Tarea planteada 1:
Enumere todos los títulos de películas de Hitchcock que se citan en el texto sobre el cineasta.
Tarea planteada 2:
Redacte la continuación del texto sobre Hitchcock a partir de su última oración.

Sección del texto:
────

Si no todo es erróneo en los trabajos académicos y sus sucedáneos, a pesar de su carácter un poco repetitivo –algunos, como Leonardo Quaresima, profesor en la Universidad de Udine, llegaron a preconizar una moratoria sobre los estudios hitchcockianos–, esta abundante literatura deja de lado, sin embargo, varios aspectos de la obra y de la trayectoria del cineasta.

Lo que se sabe

Hitchcock, británico de nacimiento, comienza a filmar en Reino Unido. Continúa su carrera en Estados Unidos. Al recorrer su período inglés (1919-1939), descubrimos un autor ecléctico –prueba todos los géneros y no se limita al thriller–. Descubrimos también un cineasta comprometido, a la vez que presenta sus propias obsesiones, con la lucha por la independencia de Irlanda (Juno y el pavo real, 1930, adaptación de la obra del dramaturgo irlandés Seán O’Casey), la política de no intervención de Múnich (La dama desaparece, 1938) o la denuncia del nazismo (El agente secreto, 1936). Es cercano al militante comunista Ivor Montagu, su editor, cofundador de la London Film Society, que invita a los cineastas rusos Vsévolod Pudovkin, Dziga Vertov y Eisenstein. Filma dos películas preconizando la resistencia al nazismo con Francia como destino y, vuelto a llamar por Hollywood (se instaló allí justo antes de la Segunda Guerra Mundial), supervisa la edición de un documental británico sobre los campos de concentración nazis, que quedará sin terminar: debido a la Guerra Fría, Alemania Occidental ya no es más el blanco de las críticas. Este Hitchcock “de su tiempo” aparece aún con mayor fuerza en su obra para la televisión estadounidense que debuta en 1955 y cuenta con más de 300 títulos, rara vez comentados.2 En internet, la enciclopedia colaborativa Wikipedia les consagra tres líneas sobre una docena de páginas...

────

Material proporcionado:
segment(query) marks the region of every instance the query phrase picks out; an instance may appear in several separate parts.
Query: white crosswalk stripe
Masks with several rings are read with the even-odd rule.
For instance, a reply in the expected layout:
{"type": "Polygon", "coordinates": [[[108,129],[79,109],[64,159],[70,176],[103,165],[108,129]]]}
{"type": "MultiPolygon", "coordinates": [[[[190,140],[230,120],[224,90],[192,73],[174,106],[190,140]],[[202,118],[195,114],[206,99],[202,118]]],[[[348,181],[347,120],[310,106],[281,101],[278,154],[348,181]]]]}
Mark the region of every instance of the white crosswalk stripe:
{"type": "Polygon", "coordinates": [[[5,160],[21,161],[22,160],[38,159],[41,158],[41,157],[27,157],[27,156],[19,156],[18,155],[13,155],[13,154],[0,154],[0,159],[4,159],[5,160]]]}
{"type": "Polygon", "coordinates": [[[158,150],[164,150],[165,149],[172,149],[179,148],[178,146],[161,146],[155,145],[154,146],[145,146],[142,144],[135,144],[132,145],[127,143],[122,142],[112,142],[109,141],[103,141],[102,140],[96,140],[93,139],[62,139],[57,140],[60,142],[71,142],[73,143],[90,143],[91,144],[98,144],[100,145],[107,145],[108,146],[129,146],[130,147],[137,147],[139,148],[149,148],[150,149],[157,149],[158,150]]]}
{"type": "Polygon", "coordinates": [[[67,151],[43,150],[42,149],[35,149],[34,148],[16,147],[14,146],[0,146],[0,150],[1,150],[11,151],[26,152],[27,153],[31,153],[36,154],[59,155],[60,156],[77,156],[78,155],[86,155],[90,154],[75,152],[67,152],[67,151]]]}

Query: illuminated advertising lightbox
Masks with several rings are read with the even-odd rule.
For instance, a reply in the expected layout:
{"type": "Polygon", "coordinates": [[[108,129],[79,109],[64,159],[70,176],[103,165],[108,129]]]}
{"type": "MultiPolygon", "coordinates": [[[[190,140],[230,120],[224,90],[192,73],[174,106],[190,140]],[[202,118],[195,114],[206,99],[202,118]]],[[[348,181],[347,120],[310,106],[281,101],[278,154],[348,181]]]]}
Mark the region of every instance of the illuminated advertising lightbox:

────

Respuesta redactada 1:
- Juno y el pavo real
- La dama desaparece
- El agente secreto

Respuesta redactada 2:
A través de su propia compañía Shamley Productions, produce 268 obras de 28 minutos de la serie Alfred Hitchcock presents (dirige 17 episodios), y luego 93 obras de una hora de la serie The Alfred Hitchcock Hour (dirige uno) (3). Además, en 1957-1958, produce diez episodios de una hora de la serie Suspicion (dirige uno de ellos). Hasta ahora, no se retenía de esta actividad “secundaria” más que los ingresos que le procuraba –permitiéndole financiar por sí mismo una película como El hombre equivocado (1956)–. Se llegó a sostener, por otra parte, que esta actividad televisiva tenía un impacto sobre sus largometrajes cinematográficos, al hacer de Psicosis, en particular, una película televisiva para la gran pantalla... Se trataba de abordar esta producción televisiva “a partir del cine”. Se trata, de ahora en más, de abordar la cuestión “a partir de la televisión”, un vuelco de perspectiva que se revela de lo más instructivo.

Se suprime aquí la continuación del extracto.